**提供テキスト**
- - -

山頂下の斜面はお花畑がひろがり、コバイケイソウの大群落が霧のなかに浮かび上がる。

 

黄色のシナノキンバイ、ピンクのハクサンフウロ、白い小花が集まって咲くのはセリ科の花
オオサカモチかなぁ???
山肌を埋める花の群れを前に、ただボーゼンと立ち尽くす・・・


そうだ、クロユリはどこに咲いているんだろう、花畑の道を雪渓が残る方向へと歩いていくと、
アオノツガザクラやハクサンコザクラなど背の低い花たちが集まって咲いている場所に
点々と咲くクロユリを見つけた。

クロユリ4姉妹 

 

   

ミヤマキンバイ(左黄色の花)やミヤマウイキョウ右白い花)と混じって咲くミヤマクロユリ
ひときわ個性的な花の色、花弁内側の黄色い斑点模様もシブめで美しい。
遅くまで雪が残ると思われるこのあたりは、

チングルマもまだきれいに咲いて、

 

  

ハクサンコザクラアオノツガザクラは見事な群落をつくり、

 

  

ミヤマキンポウゲコイワカガミなど、色彩豊かなお花畑が広がる。
いつまでも眺めていたい美しさ癒されますね~
霧に隠されて、遠くの視界がきかないけど、花畑はずっと奥までつづいてる。
もうちょっと霧が晴れてくれないかななぁ~と、白い空を見上げて待ってみるが、状態は変わらず、
あきらめて戻ることにした。

 

雲間からわずかに射し込んだ光に、室堂平の神社裏手のコバイケイソウの群落が明るく輝いた。

- - -

**課題 A**
上の提供テキストを、最初から最後まで一字も変えずに書き出してください。
**課題 B**
下のリストの冒頭から「[447,197,524,288]」を含む行までを、両端の行も含めてそのまま出力してください。画像は答えに入れないでください。

- - -

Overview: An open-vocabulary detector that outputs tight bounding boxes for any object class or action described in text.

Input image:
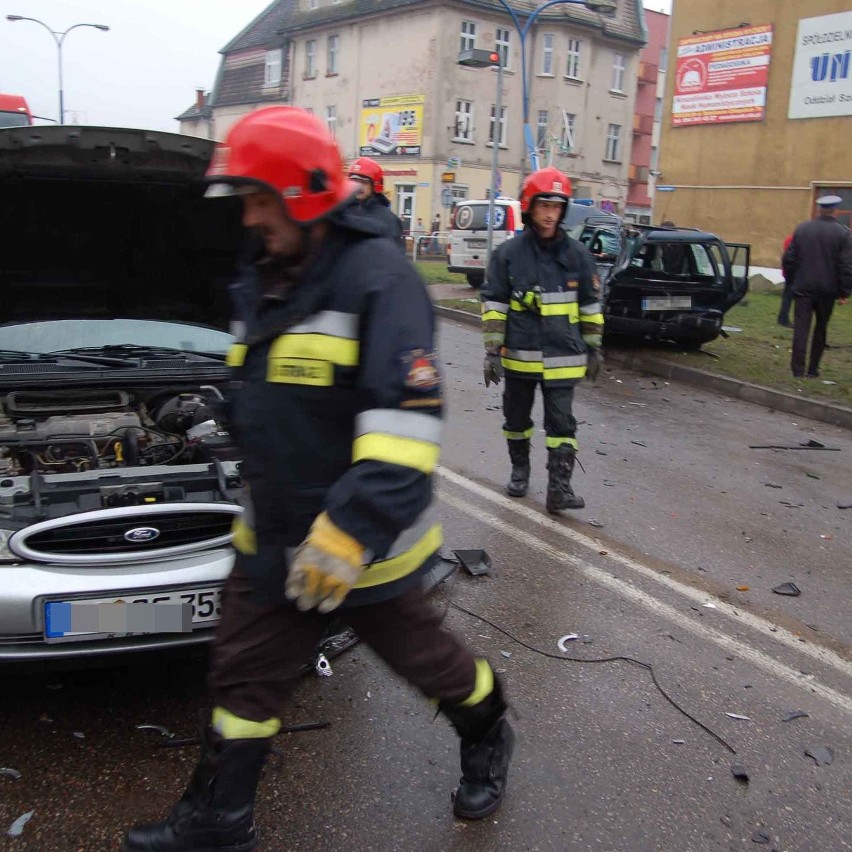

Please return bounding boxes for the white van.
[447,197,524,288]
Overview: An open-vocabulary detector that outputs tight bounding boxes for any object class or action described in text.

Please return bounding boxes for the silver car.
[0,126,243,662]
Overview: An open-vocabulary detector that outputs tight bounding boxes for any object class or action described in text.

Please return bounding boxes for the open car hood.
[0,125,244,329]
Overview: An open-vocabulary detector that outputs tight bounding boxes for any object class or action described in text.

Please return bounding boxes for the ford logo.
[124,527,160,544]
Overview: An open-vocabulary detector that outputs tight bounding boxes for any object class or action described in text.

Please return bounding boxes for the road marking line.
[438,467,852,712]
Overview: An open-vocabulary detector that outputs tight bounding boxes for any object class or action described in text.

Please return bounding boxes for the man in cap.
[782,195,852,378]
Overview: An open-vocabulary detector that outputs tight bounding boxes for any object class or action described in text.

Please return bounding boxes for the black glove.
[586,346,603,382]
[482,352,503,387]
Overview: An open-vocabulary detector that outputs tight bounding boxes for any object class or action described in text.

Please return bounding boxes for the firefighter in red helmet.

- - -

**想定解答 A**
山頂下の斜面はお花畑がひろがり、コバイケイソウの大群落が霧のなかに浮かび上がる。

 

黄色のシナノキンバイ、ピンクのハクサンフウロ、白い小花が集まって咲くのはセリ科の花
オオサカモチかなぁ???
山肌を埋める花の群れを前に、ただボーゼンと立ち尽くす・・・


そうだ、クロユリはどこに咲いているんだろう、花畑の道を雪渓が残る方向へと歩いていくと、
アオノツガザクラやハクサンコザクラなど背の低い花たちが集まって咲いている場所に
点々と咲くクロユリを見つけた。

クロユリ4姉妹 

 

   

ミヤマキンバイ(左黄色の花)やミヤマウイキョウ右白い花)と混じって咲くミヤマクロユリ
ひときわ個性的な花の色、花弁内側の黄色い斑点模様もシブめで美しい。
遅くまで雪が残ると思われるこのあたりは、

チングルマもまだきれいに咲いて、

 

  

ハクサンコザクラアオノツガザクラは見事な群落をつくり、

 

  

ミヤマキンポウゲコイワカガミなど、色彩豊かなお花畑が広がる。
いつまでも眺めていたい美しさ癒されますね~
霧に隠されて、遠くの視界がきかないけど、花畑はずっと奥までつづいてる。
もうちょっと霧が晴れてくれないかななぁ~と、白い空を見上げて待ってみるが、状態は変わらず、
あきらめて戻ることにした。

 

雲間からわずかに射し込んだ光に、室堂平の神社裏手のコバイケイソウの群落が明るく輝いた。

**想定解答 B**
Overview: An open-vocabulary detector that outputs tight bounding boxes for any object class or action described in text.

Input image:

Please return bounding boxes for the white van.
[447,197,524,288]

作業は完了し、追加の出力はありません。